▶ **Exercise directions**:
What is needed here is an exact repetition of the records below, beginning at the line that has "Query: black t-shirt with print" and stopping after the line that has "Query: black sleeveless dress".
*** Opening Listed entries ***
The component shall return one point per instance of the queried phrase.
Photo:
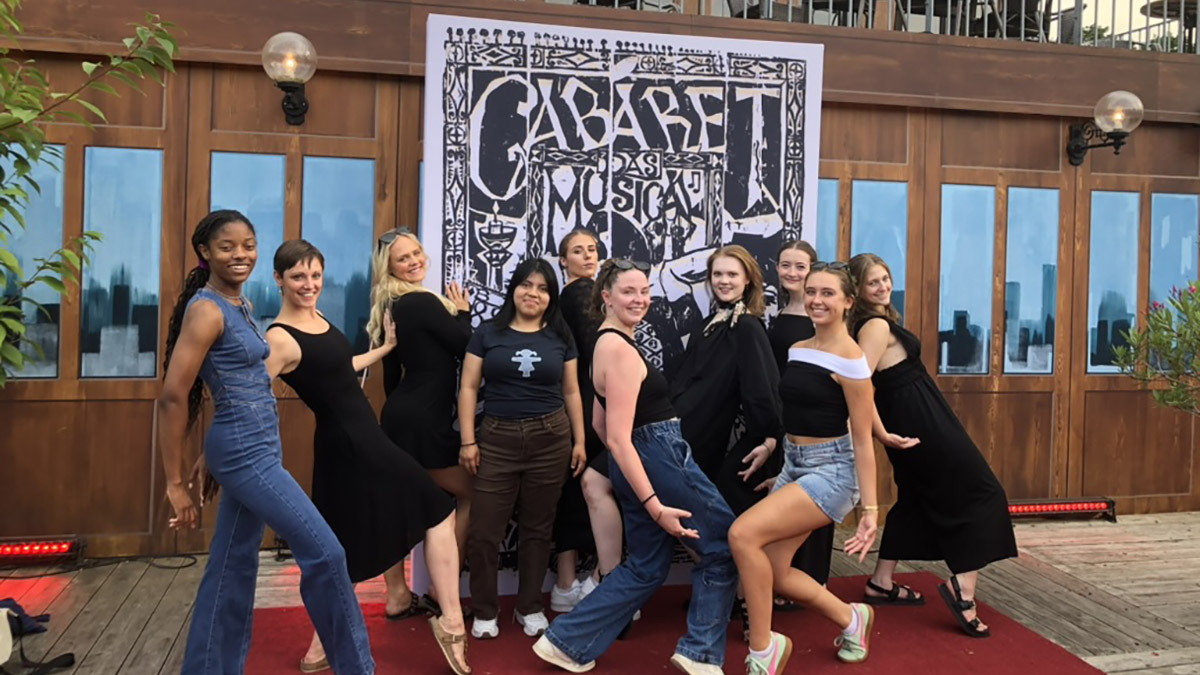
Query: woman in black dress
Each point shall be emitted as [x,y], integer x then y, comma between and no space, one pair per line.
[420,376]
[375,496]
[791,326]
[949,505]
[587,512]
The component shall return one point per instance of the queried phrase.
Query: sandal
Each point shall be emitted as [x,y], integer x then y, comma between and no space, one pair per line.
[959,607]
[892,596]
[447,641]
[414,609]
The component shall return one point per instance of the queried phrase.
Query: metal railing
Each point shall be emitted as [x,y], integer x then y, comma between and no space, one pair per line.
[1157,25]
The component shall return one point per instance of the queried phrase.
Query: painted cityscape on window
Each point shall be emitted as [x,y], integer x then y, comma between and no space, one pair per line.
[964,315]
[1111,276]
[253,185]
[123,201]
[1031,279]
[41,237]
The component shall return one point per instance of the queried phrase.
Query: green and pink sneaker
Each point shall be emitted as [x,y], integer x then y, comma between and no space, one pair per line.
[780,651]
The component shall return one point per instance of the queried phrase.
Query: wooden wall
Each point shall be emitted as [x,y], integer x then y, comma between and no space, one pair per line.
[78,454]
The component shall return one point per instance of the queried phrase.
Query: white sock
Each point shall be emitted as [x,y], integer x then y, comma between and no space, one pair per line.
[853,623]
[765,655]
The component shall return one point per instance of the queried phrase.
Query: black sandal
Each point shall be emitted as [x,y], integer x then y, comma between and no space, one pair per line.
[959,607]
[911,598]
[414,609]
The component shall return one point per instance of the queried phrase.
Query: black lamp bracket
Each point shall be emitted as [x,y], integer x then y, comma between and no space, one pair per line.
[295,106]
[1083,133]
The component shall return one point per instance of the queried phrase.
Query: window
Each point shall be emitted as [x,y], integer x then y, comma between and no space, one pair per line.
[123,201]
[964,316]
[1031,278]
[41,237]
[827,219]
[339,219]
[1111,275]
[253,185]
[879,223]
[1173,243]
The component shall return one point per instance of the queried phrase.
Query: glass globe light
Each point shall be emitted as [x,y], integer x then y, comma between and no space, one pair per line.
[289,57]
[1119,112]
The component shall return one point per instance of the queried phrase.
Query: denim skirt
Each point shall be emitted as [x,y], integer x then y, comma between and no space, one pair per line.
[826,471]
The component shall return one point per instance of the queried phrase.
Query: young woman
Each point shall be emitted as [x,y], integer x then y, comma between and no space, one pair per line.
[949,505]
[421,377]
[587,512]
[213,334]
[825,471]
[532,431]
[375,496]
[792,326]
[727,371]
[659,487]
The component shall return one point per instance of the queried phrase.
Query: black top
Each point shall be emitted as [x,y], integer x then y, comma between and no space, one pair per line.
[376,497]
[814,402]
[421,378]
[725,375]
[787,329]
[522,371]
[653,398]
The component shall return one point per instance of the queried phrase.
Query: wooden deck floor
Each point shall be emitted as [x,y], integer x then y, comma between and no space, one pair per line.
[1125,597]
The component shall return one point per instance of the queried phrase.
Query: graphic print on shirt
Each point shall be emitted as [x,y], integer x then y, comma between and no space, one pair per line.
[526,358]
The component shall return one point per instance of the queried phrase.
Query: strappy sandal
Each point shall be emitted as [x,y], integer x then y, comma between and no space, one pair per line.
[414,609]
[911,598]
[445,641]
[959,607]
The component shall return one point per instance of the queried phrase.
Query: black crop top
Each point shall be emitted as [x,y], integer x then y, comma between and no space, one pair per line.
[653,398]
[814,402]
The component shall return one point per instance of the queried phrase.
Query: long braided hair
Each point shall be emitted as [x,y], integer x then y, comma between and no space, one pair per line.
[197,278]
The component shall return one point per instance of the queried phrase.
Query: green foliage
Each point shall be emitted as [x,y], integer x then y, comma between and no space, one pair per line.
[1167,351]
[27,100]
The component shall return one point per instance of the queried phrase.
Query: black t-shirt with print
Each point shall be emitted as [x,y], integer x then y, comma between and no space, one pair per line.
[522,371]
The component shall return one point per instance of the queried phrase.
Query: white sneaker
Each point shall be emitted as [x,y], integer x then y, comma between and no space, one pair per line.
[534,623]
[485,628]
[694,667]
[552,655]
[564,601]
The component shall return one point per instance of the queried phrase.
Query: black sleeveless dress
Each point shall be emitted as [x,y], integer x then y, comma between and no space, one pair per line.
[815,555]
[375,496]
[949,503]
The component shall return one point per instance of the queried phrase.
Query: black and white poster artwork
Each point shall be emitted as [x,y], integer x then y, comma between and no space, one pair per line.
[667,147]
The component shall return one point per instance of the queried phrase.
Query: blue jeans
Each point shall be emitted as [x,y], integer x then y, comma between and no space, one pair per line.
[594,623]
[243,453]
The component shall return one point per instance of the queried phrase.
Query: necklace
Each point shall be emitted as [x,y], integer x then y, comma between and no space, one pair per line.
[231,298]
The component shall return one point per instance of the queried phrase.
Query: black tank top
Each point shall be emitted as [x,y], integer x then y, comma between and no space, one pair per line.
[653,399]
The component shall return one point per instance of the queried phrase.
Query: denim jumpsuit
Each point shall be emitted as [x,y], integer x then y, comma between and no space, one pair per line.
[244,454]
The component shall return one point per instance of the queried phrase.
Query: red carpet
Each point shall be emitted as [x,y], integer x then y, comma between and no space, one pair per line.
[916,639]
*** Closing Listed entries ***
▶ **Output of the task**:
Query: black t-shirt with print
Each point shall be emitted as [x,y], integer x then y, comma between and no space, one pair per line.
[522,371]
The component shall return one point per instance of the queried phrase.
Query: white sneaker
Each point shall be emitted as [x,y], integer x then y, comma between and no space, one pair per line.
[534,623]
[485,628]
[694,667]
[552,655]
[564,601]
The component shall return one point per instance of the queried phrase.
Query: black sleeveless dress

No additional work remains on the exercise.